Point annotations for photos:
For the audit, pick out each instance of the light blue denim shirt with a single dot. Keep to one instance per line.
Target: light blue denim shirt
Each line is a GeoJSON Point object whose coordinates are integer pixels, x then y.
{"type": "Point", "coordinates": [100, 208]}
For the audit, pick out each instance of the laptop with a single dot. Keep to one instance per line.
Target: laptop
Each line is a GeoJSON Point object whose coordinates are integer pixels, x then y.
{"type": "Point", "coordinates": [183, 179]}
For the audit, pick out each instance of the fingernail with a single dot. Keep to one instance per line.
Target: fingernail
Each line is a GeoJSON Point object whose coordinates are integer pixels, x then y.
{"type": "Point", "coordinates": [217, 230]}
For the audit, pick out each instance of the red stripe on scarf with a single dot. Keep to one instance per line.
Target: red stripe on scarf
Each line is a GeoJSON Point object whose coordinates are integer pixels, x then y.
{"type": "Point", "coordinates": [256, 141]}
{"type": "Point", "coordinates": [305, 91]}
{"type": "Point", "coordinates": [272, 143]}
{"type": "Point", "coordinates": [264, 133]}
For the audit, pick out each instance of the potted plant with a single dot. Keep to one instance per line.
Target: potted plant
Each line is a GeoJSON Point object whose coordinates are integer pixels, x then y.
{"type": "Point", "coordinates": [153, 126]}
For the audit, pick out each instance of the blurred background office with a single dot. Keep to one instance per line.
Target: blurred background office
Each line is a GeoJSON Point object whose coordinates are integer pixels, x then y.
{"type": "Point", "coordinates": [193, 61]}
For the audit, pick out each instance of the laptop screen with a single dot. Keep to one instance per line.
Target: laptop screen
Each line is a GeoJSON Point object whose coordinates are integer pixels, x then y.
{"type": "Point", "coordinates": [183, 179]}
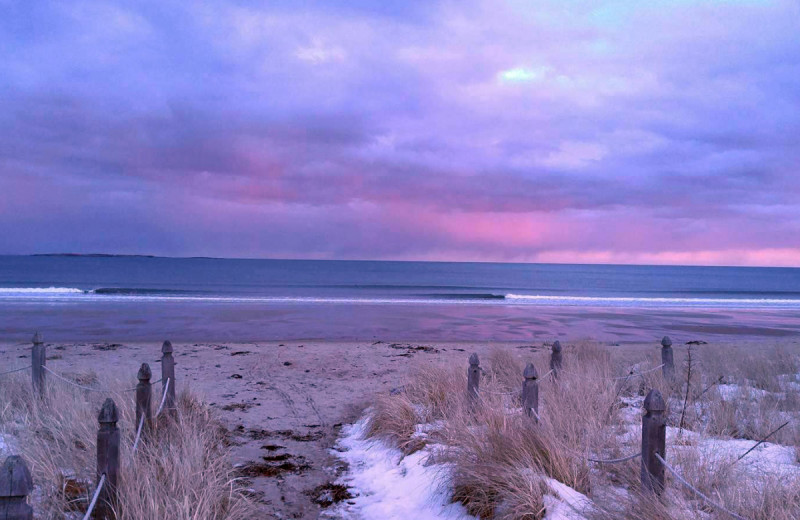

*What you are asked to do:* Copy all of the material above word for word, but leave the pictures out.

*Response:*
For the audit, pick out each instance of the light blue denim shirt with a single dot. Keep to one instance per line.
Target: light blue denim shirt
Each line is a GeoJSON Point object whose coordinates are integer pixels, x then y.
{"type": "Point", "coordinates": [100, 208]}
For the audit, pick out each instance of the laptop with a single dot. Keep to one instance per line.
Target: laptop
Each line is a GeoJSON Point object whose coordinates are integer pixels, x then y.
{"type": "Point", "coordinates": [183, 179]}
For the audit, pick out each instance of the fingernail with a single dot. Keep to one instance per line.
Target: fingernail
Each line is a GeoJSON Point object whose coordinates are integer pixels, x then y.
{"type": "Point", "coordinates": [217, 230]}
For the audit, pick out each instance of the red stripe on scarf with a single dot. Keep to one instance per line.
Target: red stripe on scarf
Each line is a GeoJSON Point object whose coordinates are integer pixels, x then y.
{"type": "Point", "coordinates": [256, 141]}
{"type": "Point", "coordinates": [305, 91]}
{"type": "Point", "coordinates": [272, 143]}
{"type": "Point", "coordinates": [264, 133]}
For the audit, pick out each instance of the potted plant with a single dot. Keep to one instance per line.
Target: potted plant
Each line is a GeoJSON Point object whose coordinates are integer pixels, x then y.
{"type": "Point", "coordinates": [153, 126]}
For the audit, pick out each instance of the blurred background office with a single dot. Keep to one instance per line.
Target: blurred background office
Each line is a GeoJSON Point object whose coordinates are integer pixels, x then y.
{"type": "Point", "coordinates": [193, 61]}
For the audit, pick out each instance of the laptop screen with a single dot. Keep to one instance per line.
Target: laptop screen
Each line is a GeoJSON Point object whose coordinates are integer pixels, x then y.
{"type": "Point", "coordinates": [183, 179]}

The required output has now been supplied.